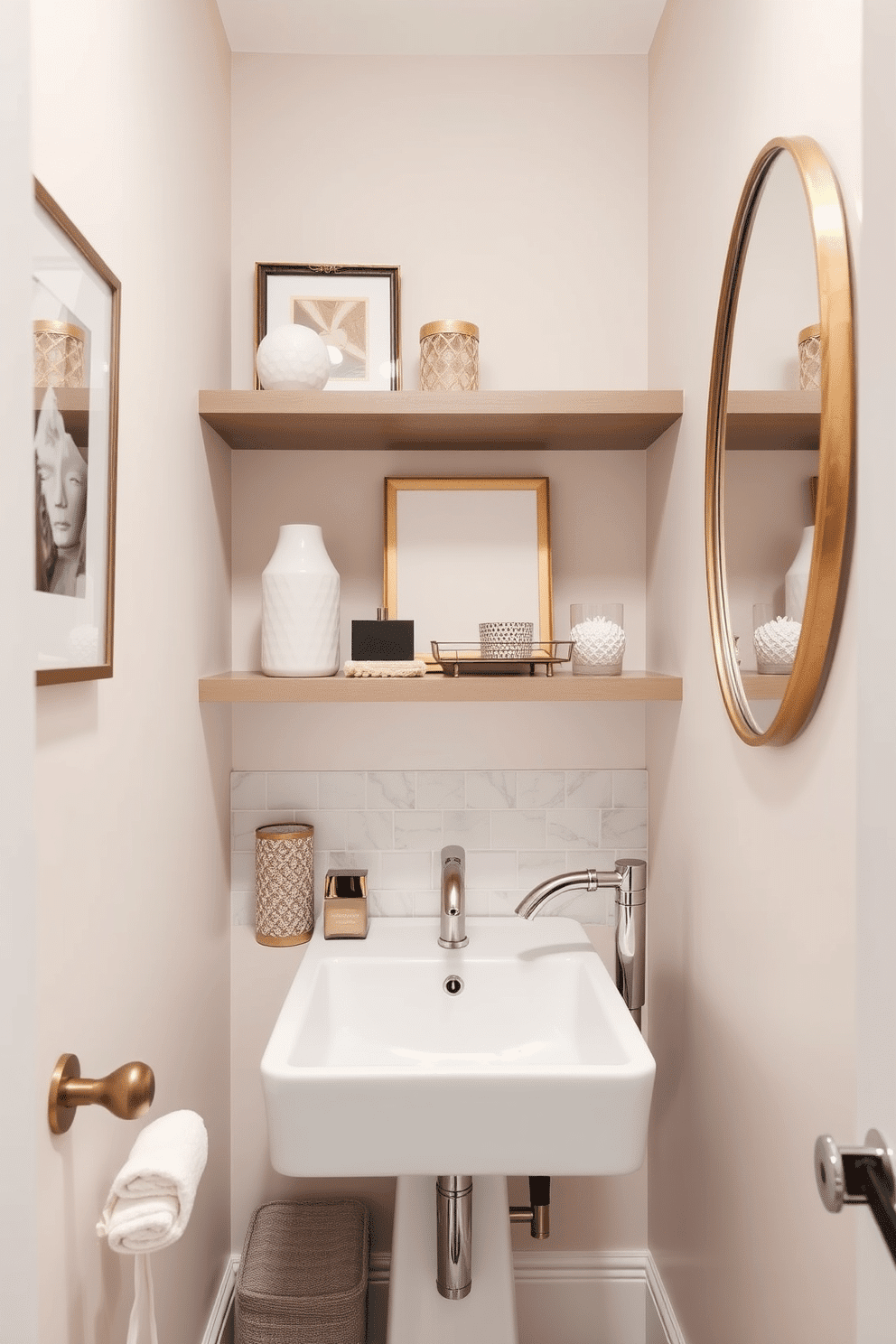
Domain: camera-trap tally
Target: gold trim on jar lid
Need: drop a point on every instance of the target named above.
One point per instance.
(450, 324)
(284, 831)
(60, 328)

---

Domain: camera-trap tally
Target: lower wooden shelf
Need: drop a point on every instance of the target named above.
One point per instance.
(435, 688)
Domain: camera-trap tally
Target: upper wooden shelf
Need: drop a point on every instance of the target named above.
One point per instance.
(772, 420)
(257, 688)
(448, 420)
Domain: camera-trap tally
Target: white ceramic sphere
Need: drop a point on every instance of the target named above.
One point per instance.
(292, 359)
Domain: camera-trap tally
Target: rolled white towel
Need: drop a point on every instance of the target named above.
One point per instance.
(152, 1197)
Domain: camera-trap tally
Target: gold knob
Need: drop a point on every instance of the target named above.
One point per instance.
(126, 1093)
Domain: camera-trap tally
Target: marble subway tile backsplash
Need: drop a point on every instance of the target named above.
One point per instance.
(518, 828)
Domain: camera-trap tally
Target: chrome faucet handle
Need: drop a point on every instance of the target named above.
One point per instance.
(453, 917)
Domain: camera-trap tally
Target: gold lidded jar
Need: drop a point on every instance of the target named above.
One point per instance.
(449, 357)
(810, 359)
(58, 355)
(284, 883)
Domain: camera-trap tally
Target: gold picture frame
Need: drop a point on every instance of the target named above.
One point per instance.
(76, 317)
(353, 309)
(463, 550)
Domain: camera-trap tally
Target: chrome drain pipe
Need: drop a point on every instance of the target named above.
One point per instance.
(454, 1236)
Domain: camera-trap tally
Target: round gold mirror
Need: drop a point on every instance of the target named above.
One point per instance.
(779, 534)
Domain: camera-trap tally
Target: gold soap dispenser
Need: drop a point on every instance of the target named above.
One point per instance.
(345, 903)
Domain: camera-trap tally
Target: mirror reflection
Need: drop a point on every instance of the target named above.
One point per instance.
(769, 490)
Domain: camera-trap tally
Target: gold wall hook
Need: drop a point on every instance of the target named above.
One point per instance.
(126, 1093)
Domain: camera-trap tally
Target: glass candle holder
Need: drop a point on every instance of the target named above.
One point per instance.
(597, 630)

Given task ->
Please identify each line in the records above that contains the word "gold" and copy those lines out in full.

Answer for this exercise ->
Target: gold trim on jar lid
Target: gold knob
Target: gold lidded jar
Target: gold picture frame
Target: round gold mirror
Target: gold soap dispenser
Target: gold wall hook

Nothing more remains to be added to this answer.